[GIVEN TASK]: Lay out the material below as a two-column CSV with the header instruction,polygons. Give one row for each text and its answer, quote every field, replace line breaks with spaces, and leave out the pictures.

[GIVEN ENTRIES]:
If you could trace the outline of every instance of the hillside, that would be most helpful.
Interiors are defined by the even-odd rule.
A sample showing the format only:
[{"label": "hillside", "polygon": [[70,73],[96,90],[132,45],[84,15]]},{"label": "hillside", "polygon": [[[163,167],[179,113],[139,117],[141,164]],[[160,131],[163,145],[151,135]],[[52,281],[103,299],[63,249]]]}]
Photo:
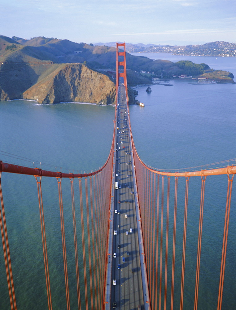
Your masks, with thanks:
[{"label": "hillside", "polygon": [[[114,104],[116,86],[109,78],[81,64],[53,65],[45,78],[23,93],[24,99],[43,104],[85,102]],[[47,74],[47,73],[48,74]]]},{"label": "hillside", "polygon": [[[170,79],[173,75],[187,73],[197,76],[207,73],[209,76],[213,71],[205,64],[191,62],[180,65],[127,53],[126,58],[130,86],[150,84],[153,78]],[[112,46],[94,46],[43,37],[27,40],[0,36],[0,100],[112,104],[116,61],[116,49]],[[214,72],[221,82],[234,82],[230,73]],[[135,103],[135,94],[129,89],[129,103]]]}]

[COMPLETE OUTPUT]:
instruction,polygons
"If you could trace the outline of every instance of the hillside, that would be most helpful. Interiors are defined by the even-odd rule. A sample showing the format only: [{""label"": ""hillside"", ""polygon"": [[70,73],[96,90],[132,45],[84,15]]},{""label"": ""hillside"", ""polygon"": [[[163,167],[179,113],[139,117],[141,164]],[[160,131],[163,145],[151,135]],[[52,281],[103,299],[63,249]]]}] Photo: Your masks, with thanks:","[{""label"": ""hillside"", ""polygon"": [[[114,104],[116,86],[109,78],[81,64],[53,65],[45,78],[23,93],[24,99],[43,104],[85,102]],[[47,74],[47,73],[48,74]]]},{""label"": ""hillside"", ""polygon"": [[[170,79],[173,75],[187,73],[197,76],[207,73],[209,76],[213,71],[205,64],[191,62],[180,65],[127,53],[126,58],[130,86],[150,84],[153,78]],[[112,46],[94,46],[43,37],[27,40],[0,36],[0,100],[112,104],[116,61],[116,49]],[[214,72],[221,82],[234,82],[230,73]],[[135,103],[135,94],[129,89],[129,103]]]}]"